Directions:
Exactly as written, copy the lines that run from the start of the data below to the line containing "# example output, e.g. point(342, 88)", both ends included.

Stored data entries:

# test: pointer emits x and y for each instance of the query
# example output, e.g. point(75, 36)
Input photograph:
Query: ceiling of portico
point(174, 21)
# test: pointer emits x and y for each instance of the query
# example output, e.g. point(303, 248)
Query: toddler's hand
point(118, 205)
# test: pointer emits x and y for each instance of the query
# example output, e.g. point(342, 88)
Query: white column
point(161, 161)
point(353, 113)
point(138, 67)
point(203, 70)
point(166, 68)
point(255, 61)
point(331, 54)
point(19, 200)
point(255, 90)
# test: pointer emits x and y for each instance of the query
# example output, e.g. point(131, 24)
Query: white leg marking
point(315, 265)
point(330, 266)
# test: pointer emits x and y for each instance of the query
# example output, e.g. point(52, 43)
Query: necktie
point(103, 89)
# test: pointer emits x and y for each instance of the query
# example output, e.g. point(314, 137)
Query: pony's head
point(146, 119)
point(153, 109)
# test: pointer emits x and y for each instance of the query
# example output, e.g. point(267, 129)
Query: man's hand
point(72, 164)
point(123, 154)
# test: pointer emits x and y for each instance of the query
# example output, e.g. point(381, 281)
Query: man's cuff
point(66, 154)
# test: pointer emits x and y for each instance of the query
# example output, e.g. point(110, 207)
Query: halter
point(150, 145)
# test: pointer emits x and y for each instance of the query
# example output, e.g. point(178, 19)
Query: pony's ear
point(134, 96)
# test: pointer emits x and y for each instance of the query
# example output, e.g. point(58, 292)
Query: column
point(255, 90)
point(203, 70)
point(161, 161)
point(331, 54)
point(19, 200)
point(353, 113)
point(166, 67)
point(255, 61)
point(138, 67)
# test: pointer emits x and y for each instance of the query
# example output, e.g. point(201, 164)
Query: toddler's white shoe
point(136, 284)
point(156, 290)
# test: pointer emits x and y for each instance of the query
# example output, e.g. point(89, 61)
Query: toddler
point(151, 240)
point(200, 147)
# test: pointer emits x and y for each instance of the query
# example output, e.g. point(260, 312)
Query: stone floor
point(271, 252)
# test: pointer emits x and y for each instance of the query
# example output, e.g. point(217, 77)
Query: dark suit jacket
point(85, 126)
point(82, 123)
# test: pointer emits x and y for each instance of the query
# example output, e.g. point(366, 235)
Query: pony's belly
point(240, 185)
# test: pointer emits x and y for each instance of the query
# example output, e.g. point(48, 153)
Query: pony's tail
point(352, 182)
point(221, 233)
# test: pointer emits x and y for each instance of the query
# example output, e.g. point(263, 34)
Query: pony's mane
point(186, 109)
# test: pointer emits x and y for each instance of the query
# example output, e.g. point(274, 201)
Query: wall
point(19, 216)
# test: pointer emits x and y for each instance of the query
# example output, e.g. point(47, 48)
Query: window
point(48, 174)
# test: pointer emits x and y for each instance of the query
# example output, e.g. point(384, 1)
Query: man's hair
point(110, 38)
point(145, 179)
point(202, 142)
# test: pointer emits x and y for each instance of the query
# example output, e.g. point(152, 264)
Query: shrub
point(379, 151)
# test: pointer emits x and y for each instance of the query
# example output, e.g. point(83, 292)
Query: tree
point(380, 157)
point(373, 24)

Written response:
# test: pointer emits x and y for each instance of the query
# example output, e.g. point(75, 36)
Input photograph:
Query: ceiling of portico
point(174, 21)
# test: pointer emits x and y for each instance of the query
# example output, e.g. point(303, 248)
Query: toddler's hand
point(118, 205)
# test: pointer emits x and y for each instance of the query
# example output, e.g. point(342, 88)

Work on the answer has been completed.